- DOCUMENT EXTRACT -
Early this year, the filmmakers followed their hit up with a less-successful sequel that still grossed close to $70 million, most of it in France and Germany. And now, one of the actors from the franchise has released what could be considered the first veritable spinoff from the Serial (Bad) Weddings Cinematic Universe, called Made In China.

Conceived by and starring Fréderic Chau, who played the Asian hubby in Weddings, the film is a well-meaning if rather generic dramedy about a France-born Chinese man, François, who’s grown estranged from his immigrant father, Meng (Bing Yin). With his first baby on the way, François decides it’s time to make amends with his heritage, paying his dad a surprise visit at his home in the working-class 13th arrondissement, which is Paris’ biggest Chinatown (there are other ones in Belleville and near the Marais.)

Shenanigans, of course, ensue, most of them involving François’ comic-relief sidekick, Bruno, played by Medi Sadoun (who plays the Arab husband in the Weddings films). A few decent jokes are made to debunk Sinophobic stereotypes, poking fun at the fact that certain Frenchmen still believe all Chinese people work as sushi delivery boys, speak French with lurching accents or eat dog meat over their steamed rice.

In a country where Asians have often made for easy punchlines in movies and TV shows, and where a more aggressive racism toward the Chinese population has reared its head these past years, Made in China comes as a welcome reminder of France’s evolving demographics — especially compared to comedies like the recent Tanguy Is Back, which barely hid its xenophobia beneath a litany of terrible slapstick.

Some of the jokes in China aren’t all that more sophisticated than in Tanguy, but the film has a good heart at its core and offers a few insights into life for people like François’ dad, who remain isolated from the rest of Paris yet find their own ways to get by. One subplot shows Meng helping recent Chinese immigrants maneuver France’s Kafkaesque bureaucracy, or else organizing community loans so that they can start up a business.

- TASK GOAL -
Resume the review of Made In China from its last sentence and continue it. The listing that comes next has no connection to the review text.

- DATA PROVIDED -

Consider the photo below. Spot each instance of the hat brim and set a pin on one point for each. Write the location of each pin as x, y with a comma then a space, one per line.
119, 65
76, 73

- RESULT -
Generally, the Chinese characters — including François’ crazy cousin, Félix, played by the rather hilarious Steve Tran — come across as altogether more nuanced and interesting than the non-Asian ones, who feel like caricatures. This is especially the case with François’ very pregnant girlfriend, Sophie (Julie De Bona), whose jealous rages are never really credible. Ditto for her overzealous mother (Clémentine Célarié), obsessed only with her daughter's future baby. 

Yet even if it suffers from some of the same flaws — a predictable plot, a few too many jokes that miss their mark — as the Weddings films, Made in China probes slightly deeper into similar questions: What does it mean to be French at a time when the concept of a “typical Frenchman” may no longer exist? How do parents, whether immigrants or natives, react to the cultural assimilation of their children? And how do children inherit the values of parents who were raised in another time and place?

These are questions facing France, as well as the rest of Europe, perhaps now more than ever, which may explain why the Weddings farces have been such huge hits. Made in China tackles the theme from the opposite angle, focusing on the minority viewpoint rather than the other way around. The result is a film that has proved less successful thus far, pulling in close to 250,000 admissions after two weeks in theaters. But it may also pave the way for more movies like it — which, in a country where popular comedies are still, for the most part, purely French affairs, is no minor(ity) feat.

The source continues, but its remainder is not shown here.